(Excerpt from a dataset)
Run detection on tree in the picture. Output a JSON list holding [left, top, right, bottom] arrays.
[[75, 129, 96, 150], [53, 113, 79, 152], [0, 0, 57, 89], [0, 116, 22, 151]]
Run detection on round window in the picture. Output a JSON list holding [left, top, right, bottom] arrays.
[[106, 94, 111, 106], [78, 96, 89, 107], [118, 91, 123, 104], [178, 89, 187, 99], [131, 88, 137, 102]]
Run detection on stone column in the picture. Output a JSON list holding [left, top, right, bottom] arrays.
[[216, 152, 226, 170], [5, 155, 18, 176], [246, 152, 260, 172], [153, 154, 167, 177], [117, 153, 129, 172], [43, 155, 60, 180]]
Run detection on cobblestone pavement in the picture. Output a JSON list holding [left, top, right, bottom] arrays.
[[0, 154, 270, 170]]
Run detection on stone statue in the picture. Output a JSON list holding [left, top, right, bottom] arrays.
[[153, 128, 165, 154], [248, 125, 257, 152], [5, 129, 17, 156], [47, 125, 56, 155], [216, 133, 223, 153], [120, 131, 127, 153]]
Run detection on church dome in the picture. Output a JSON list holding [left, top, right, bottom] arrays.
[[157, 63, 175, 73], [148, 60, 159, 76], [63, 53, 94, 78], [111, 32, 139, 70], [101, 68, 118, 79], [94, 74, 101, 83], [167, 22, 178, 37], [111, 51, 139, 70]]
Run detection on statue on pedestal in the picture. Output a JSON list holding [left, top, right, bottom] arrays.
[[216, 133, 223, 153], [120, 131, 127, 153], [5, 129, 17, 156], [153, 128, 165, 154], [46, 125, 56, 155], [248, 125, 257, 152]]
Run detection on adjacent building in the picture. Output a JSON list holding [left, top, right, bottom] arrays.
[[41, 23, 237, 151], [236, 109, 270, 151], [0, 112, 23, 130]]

> [WRITTEN INSTRUCTION] Please rewrite the material above in full, changing only the bounding-box coordinates: rescale each one by 0.65 and round it to a whole number, with halves rounded up.

> [EXERCISE ANSWER]
Run detection on tree in the picture. Output a JSON list holding [left, top, right, bottom] arrays.
[[49, 84, 62, 98], [34, 73, 51, 99], [0, 0, 37, 58], [0, 75, 14, 98]]
Run detection on round window in the picture. Output a JSON list holding [left, top, right, bottom] arrays.
[[69, 61, 72, 69], [51, 62, 58, 70], [77, 59, 80, 68], [116, 58, 122, 64], [85, 57, 89, 66]]
Run detection on stone column in the picture. Output a JSON list holding [left, top, right, bottom] arrays.
[[140, 99, 147, 111], [3, 101, 12, 114], [160, 99, 169, 112], [99, 100, 109, 115], [76, 99, 84, 112], [28, 101, 39, 117]]
Run detection on cobblestone pavement in the picture. Output a JSON list holding [left, top, right, bottom] arrays.
[[0, 100, 176, 111]]
Run detection on stone statue in the picture. Output a JSON list holding [left, top, right, bottom] arrays.
[[99, 83, 107, 100], [161, 81, 167, 99], [3, 84, 11, 101], [31, 81, 36, 101], [140, 86, 145, 99], [78, 85, 83, 99]]
Run detection on church dome in the picture. Output a JSON list holding [left, top, right, bottom] arrays.
[[102, 41, 114, 47], [96, 39, 103, 49], [41, 34, 61, 51], [72, 21, 90, 46], [66, 44, 77, 51], [61, 48, 66, 54], [109, 14, 116, 24], [72, 33, 90, 46]]
Run detection on statue on pedestal in the picture. Output a JSON list holding [left, top, right, bottom] arrays.
[[140, 86, 145, 99], [78, 85, 83, 99], [3, 84, 11, 101], [99, 83, 107, 100], [30, 81, 36, 101], [161, 81, 167, 99]]
Run detection on adjacent building in the picture. Output a JSON list holding [left, top, right, bottom] arrays.
[[27, 15, 154, 98], [153, 71, 176, 98], [0, 73, 15, 85]]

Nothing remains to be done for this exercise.